Jamie Victory

Personal information
- Date of birth: 14 November 1975 (age 50)
- Place of birth: Hackney, London, England
- Position: Left back

Senior career*
- Years: Team / Apps / (Gls)
- 1994–1995: West Ham United / 0 / (0)
- 1995–1996: AFC Bournemouth / 16 / (1)
- 1996–2007: Cheltenham Town / 258 / (22)
- Total:  / 274 / (23)

= Jamie Victory =

English footballer

Jamie Victory (born 14 November 1975) is an English former footballer. He played as a defender and was last attached to Cheltenham Town, where he wore the number three shirt and usually acted as a left full back. He was born in Hackney.

==Career==
Early in his career he spent time at West Ham United's youth system. He signed on at Cheltenham Town on a free transfer from AFC Bournemouth in 1996.

QUESTIONS:
1/ In the Jamie Victory article, translate this sentence into Spanish: "He signed on at Cheltenham Town on a free transfer from AFC Bournemouth in 1996."
2/ Turn the paragraph of the Jamie Victory article that begins "Jamie Victory (born 14 November 1975)" into a short bulleted list that keeps its main facts.
3/ Pick up the Jamie Victory article after its final sentence and carry it on.

INFORMATION SUPPLIED:
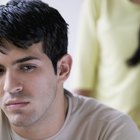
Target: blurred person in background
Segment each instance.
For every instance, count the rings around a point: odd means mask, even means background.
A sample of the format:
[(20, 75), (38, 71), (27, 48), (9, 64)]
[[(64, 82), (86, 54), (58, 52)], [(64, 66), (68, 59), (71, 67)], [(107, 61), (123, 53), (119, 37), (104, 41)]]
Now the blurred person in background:
[(129, 114), (140, 129), (140, 0), (85, 0), (72, 90)]
[(133, 120), (63, 85), (68, 24), (40, 0), (0, 6), (0, 140), (140, 140)]

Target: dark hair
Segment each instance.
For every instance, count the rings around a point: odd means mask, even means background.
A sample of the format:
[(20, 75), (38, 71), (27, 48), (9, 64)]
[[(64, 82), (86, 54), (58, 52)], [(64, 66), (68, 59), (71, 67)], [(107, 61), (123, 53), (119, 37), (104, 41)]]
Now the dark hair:
[(127, 60), (128, 66), (134, 67), (140, 63), (140, 30), (138, 32), (138, 47), (134, 55)]
[(58, 60), (67, 53), (67, 32), (60, 13), (40, 0), (11, 0), (0, 6), (0, 42), (26, 49), (42, 41), (55, 72)]

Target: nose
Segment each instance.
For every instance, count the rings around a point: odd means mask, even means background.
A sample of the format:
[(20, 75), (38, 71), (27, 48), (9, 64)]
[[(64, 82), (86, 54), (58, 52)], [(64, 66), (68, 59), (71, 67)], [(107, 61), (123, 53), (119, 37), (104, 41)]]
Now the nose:
[(4, 92), (10, 94), (17, 94), (23, 90), (23, 86), (20, 82), (20, 78), (16, 74), (8, 72), (4, 79)]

SOLVED PROBLEMS:
1/ Fichó por el Cheltenham Town en 1996 en un traspaso libre desde el AFC Bournemouth.

2/
- Born 14 November 1975 in Hackney
- English former footballer
- Played as a defender
- Last attached to Cheltenham Town
- Wore the number three shirt there and usually played left full back

3/
At the start of the 2006–07 season, Victory had a testimonial game featuring the current Cheltenham Town team against a team of Cheltenham Town legends including Julian Alsop, Mike Duff, Martin Devaney, and Steve Book among others.

In May 2007, he was released by Cheltenham after eleven years with the club, and in February 2008 he retired from professional football, as the result of a recurrent pelvic injury and is currently working at the radiography department at Gloucestershire Royal Hospital.